> _What you need to do_
The data should be transcribed in its entirety, word for word.

[Supplied records — start]

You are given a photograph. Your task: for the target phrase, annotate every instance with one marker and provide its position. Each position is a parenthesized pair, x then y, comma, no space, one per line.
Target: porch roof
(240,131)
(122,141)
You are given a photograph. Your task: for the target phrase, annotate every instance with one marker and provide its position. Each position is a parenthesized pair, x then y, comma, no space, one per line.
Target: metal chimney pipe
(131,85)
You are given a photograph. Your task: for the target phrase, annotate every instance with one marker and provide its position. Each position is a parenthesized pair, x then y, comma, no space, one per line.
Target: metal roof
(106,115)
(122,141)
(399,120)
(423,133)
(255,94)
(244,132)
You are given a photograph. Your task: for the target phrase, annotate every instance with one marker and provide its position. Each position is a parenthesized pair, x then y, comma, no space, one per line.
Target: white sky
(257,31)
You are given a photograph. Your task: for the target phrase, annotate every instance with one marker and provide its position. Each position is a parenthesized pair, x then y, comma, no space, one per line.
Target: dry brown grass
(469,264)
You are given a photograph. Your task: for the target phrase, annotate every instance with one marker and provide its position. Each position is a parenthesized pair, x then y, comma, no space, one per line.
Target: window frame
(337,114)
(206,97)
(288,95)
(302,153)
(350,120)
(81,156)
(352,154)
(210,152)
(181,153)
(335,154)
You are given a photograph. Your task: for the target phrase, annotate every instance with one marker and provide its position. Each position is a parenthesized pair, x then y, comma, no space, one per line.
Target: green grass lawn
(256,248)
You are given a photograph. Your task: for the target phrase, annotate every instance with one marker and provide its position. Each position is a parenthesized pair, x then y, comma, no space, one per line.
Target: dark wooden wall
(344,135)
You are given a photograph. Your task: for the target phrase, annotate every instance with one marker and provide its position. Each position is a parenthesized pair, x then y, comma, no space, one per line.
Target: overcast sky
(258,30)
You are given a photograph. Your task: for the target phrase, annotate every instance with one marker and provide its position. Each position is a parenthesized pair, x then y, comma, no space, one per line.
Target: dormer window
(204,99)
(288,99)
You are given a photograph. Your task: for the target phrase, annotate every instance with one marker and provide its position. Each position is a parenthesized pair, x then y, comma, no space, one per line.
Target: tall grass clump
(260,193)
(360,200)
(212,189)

[Supplied records — finish]

> _Final answer_
You are given a photograph. Your task: for the target phrase, annotate every instance with one marker and provide its position. Each position is a parenthesized pair, x then y, comma, no space, one per line.
Target: porch roof
(240,131)
(122,141)
You are given a photograph. Your task: for the target phrase, annotate every instance with one marker and provide its position. Each position is a parenthesized pair, x then y, comma, no space, one per line.
Target: metal chimney pipe
(131,85)
You are given a photograph. Your task: for the target phrase, annotate every instance with one marker and provide its position. Each position is a parenthesized pair, x then y, comma, no space, one per line.
Target: metal roof
(106,115)
(122,141)
(399,120)
(423,133)
(255,94)
(244,132)
You are given a photograph. Your task: for the target phrase, annotate every instance with one marker and provide its position. Each position is a parenthesized pair, x then y, comma, no space, one per line.
Target: white sky
(257,31)
You are given a photograph. Your task: for the target phrase, annotate every instance with one marker and provide its position. Each position is a parenthesized pair, x then y, comma, no space, one per line.
Target: dry brown grass
(469,264)
You are given a photograph. Your task: for the target phrase, annotate every instance with one marker and provide its position. Each position is a parenthesized pair, x then y, comma, no space, one per line.
Target: window frame
(337,114)
(206,97)
(288,95)
(302,153)
(350,120)
(81,156)
(352,154)
(210,152)
(181,153)
(335,154)
You are given a photograph. Your task: for the target phrase, annotate every instance with one marker and provide its position. Each position is a parenthesized pair, x then y, comma, no space, one per line.
Target: green grass lawn
(256,248)
You are given a photograph. Your task: for the target phrase, annotate every instance with one marker and provide its position. Each position is a parenthesized pair, x then y, comma, no space, one per line.
Target: dark wooden wall
(344,135)
You are given a photograph. Your task: for the target phrase, annotate every instance with one marker and provide its position. Each position is a parenthesized pair, x then y, comma, no space, one per line.
Target: overcast sky
(258,30)
You are given a photograph. Your task: for the target phrase, annotate every instance with one marker and provide its position. Each position is a parenthesized pair, x then y, comma, no space, one per line.
Target: dormer window
(204,99)
(288,99)
You are given a photograph. Your task: for the target phrase, annotate every instance with one marker and provide its position. Each position is a parenthesized pair, x then y, comma, no space, one per line.
Target: tall grass clump
(260,193)
(360,200)
(212,189)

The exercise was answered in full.